— Start —

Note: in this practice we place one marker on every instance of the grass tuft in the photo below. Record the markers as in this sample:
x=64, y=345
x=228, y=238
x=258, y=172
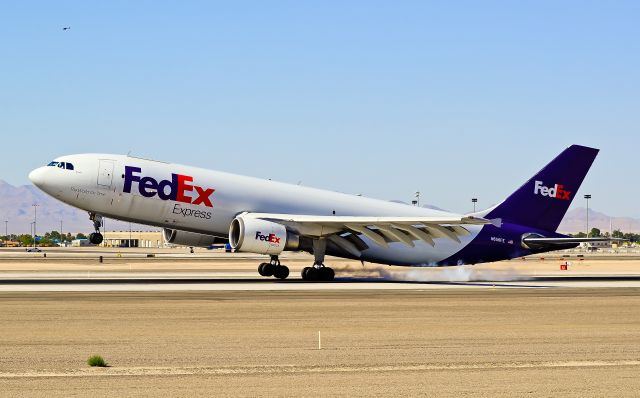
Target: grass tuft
x=97, y=360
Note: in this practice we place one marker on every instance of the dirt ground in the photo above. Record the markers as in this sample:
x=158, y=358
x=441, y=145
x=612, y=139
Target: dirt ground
x=488, y=342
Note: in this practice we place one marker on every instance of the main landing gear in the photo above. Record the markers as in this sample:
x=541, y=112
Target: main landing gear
x=96, y=237
x=274, y=268
x=318, y=271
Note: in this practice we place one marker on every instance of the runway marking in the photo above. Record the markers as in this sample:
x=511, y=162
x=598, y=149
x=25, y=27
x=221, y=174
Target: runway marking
x=297, y=369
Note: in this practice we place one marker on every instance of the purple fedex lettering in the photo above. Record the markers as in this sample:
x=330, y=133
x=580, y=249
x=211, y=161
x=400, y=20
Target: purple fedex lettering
x=176, y=189
x=271, y=238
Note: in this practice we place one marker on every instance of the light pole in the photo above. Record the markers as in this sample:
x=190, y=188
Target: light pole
x=35, y=220
x=587, y=197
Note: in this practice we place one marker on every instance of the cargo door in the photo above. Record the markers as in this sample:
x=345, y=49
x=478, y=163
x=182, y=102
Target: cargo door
x=105, y=173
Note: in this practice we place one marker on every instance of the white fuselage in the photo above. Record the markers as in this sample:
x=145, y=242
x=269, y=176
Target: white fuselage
x=97, y=184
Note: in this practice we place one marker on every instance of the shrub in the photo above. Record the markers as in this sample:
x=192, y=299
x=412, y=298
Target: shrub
x=96, y=360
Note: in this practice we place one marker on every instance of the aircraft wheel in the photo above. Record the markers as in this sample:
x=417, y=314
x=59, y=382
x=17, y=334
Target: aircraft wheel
x=268, y=269
x=261, y=269
x=327, y=274
x=95, y=238
x=281, y=272
x=312, y=274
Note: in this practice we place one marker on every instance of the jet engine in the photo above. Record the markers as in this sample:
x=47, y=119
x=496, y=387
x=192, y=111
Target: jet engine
x=253, y=235
x=185, y=238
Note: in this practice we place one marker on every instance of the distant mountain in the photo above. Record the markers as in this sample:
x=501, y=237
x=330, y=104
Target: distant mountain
x=575, y=221
x=16, y=206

— End —

◆ **Exercise directions**
Look above for the line containing "of the purple"; copy from it through the last line, exactly, and nothing more.

◆ **Written solution**
Note: in this practice we place one marker on every instance of the purple fedex lettering in the photo above. Record the markers as in this sample:
x=330, y=133
x=580, y=249
x=211, y=161
x=400, y=20
Target: purple fedex lettering
x=176, y=189
x=271, y=238
Note: in this practice we place one marker on every instance of the light pole in the photo above. Record the markers as in this sample:
x=190, y=188
Target: light pole
x=35, y=220
x=587, y=197
Note: in this practice we place one marker on every instance of the cargo door in the photo above. Record the markers as in this sample:
x=345, y=49
x=478, y=163
x=182, y=102
Target: cargo door
x=105, y=173
Note: in this practice we place one marker on every instance of the white fuselage in the photo above. Record the markers as in this sample:
x=145, y=242
x=269, y=176
Target: white fuselage
x=97, y=184
Note: in this practice we place one marker on every instance of the shrub in the photo above. Record the markers as in this sample:
x=192, y=299
x=412, y=298
Target: shrub
x=96, y=360
Note: in this practice we place one marker on every instance of the aircraft wheel in the photo above. Record the markers as in this sample:
x=417, y=314
x=59, y=382
x=17, y=334
Target: aircraft wheel
x=268, y=269
x=261, y=269
x=327, y=274
x=95, y=238
x=281, y=272
x=312, y=274
Note: in this practice we place one marker on every instance of the jet engine in the photo above. Record the markers as in this sample:
x=47, y=119
x=496, y=387
x=192, y=111
Target: jet engine
x=253, y=235
x=185, y=238
Note: in this practice we place one marker on every instance of the distant mountain in the photo above. Record the markers as in this sample:
x=501, y=237
x=330, y=104
Target: distant mountain
x=575, y=221
x=16, y=206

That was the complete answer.